▶ Matériel fourni
++++
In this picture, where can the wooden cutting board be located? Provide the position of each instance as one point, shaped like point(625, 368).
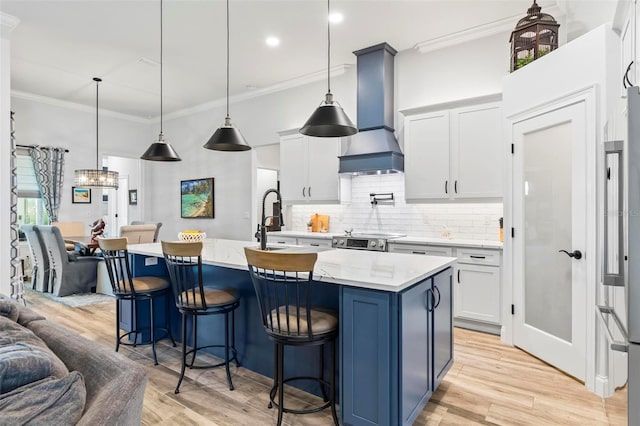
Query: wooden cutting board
point(319, 223)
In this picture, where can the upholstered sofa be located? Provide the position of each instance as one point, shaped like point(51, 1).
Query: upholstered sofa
point(84, 383)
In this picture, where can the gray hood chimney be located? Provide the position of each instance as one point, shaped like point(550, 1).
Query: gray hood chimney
point(374, 149)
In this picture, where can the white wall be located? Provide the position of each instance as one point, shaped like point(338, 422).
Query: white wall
point(259, 120)
point(474, 221)
point(38, 123)
point(7, 24)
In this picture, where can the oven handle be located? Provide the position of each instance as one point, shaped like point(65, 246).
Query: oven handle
point(616, 345)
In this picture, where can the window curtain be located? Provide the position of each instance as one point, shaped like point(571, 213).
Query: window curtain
point(17, 285)
point(48, 163)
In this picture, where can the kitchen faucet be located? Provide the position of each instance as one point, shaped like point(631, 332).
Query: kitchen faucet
point(261, 233)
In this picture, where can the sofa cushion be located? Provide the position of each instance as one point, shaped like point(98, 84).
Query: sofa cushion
point(47, 402)
point(13, 333)
point(20, 364)
point(9, 309)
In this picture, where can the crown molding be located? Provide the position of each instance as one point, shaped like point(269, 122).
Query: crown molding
point(497, 27)
point(278, 87)
point(75, 106)
point(7, 24)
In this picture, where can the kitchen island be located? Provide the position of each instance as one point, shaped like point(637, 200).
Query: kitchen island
point(395, 312)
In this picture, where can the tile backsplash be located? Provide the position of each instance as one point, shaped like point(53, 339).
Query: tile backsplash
point(477, 221)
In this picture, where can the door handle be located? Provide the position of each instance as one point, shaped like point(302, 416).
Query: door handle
point(576, 254)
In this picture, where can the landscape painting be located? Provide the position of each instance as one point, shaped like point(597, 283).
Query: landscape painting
point(196, 198)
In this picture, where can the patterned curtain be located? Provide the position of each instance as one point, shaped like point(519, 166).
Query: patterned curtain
point(17, 285)
point(48, 163)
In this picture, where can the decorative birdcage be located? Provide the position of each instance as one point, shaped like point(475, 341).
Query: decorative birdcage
point(535, 35)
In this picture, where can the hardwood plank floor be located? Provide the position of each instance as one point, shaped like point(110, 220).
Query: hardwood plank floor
point(489, 384)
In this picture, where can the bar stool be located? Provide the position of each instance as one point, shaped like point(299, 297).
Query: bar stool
point(193, 299)
point(283, 285)
point(134, 289)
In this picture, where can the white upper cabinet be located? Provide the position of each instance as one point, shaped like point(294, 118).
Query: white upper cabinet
point(477, 152)
point(426, 156)
point(309, 169)
point(454, 154)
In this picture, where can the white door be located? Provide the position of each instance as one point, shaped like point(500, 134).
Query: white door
point(550, 214)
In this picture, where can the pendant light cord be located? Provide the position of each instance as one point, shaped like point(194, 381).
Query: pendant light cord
point(328, 48)
point(227, 58)
point(97, 80)
point(160, 67)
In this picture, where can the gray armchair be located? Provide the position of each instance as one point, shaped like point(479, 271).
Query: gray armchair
point(39, 258)
point(69, 273)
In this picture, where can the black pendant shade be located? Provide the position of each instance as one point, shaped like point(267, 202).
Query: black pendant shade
point(160, 151)
point(227, 138)
point(329, 120)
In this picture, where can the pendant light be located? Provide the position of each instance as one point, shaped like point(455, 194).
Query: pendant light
point(160, 150)
point(227, 137)
point(329, 119)
point(98, 178)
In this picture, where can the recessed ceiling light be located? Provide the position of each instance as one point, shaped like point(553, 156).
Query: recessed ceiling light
point(336, 18)
point(272, 41)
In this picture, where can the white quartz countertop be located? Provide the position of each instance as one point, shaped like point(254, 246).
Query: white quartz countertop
point(365, 269)
point(451, 242)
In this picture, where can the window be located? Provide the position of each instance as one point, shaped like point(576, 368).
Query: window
point(30, 207)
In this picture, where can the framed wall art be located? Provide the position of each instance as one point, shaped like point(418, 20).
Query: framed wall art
point(196, 198)
point(80, 195)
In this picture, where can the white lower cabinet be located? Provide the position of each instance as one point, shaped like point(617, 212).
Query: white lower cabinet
point(477, 293)
point(476, 283)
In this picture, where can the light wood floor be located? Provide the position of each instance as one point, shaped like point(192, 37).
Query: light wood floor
point(489, 383)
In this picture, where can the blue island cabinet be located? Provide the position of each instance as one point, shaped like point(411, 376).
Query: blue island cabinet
point(398, 349)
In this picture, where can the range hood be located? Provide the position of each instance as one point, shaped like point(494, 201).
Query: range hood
point(374, 149)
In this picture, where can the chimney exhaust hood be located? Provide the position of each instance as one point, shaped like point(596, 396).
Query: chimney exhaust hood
point(374, 149)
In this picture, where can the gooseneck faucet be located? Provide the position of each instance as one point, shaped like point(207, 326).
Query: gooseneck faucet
point(261, 235)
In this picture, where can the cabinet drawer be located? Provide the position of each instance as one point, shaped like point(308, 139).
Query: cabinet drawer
point(315, 242)
point(421, 249)
point(479, 256)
++++
▶ Consigne
Pouvez-vous recopier mot pour mot tout ce qui va du début du matériel jusqu'à la ligne contenant "point(319, 223)", cette ligne comprise, en laissant les images de côté ?

▶ Réponse
In this picture, where can the wooden cutting board be located? Provide the position of each instance as one point, shaped like point(625, 368).
Query: wooden cutting board
point(319, 223)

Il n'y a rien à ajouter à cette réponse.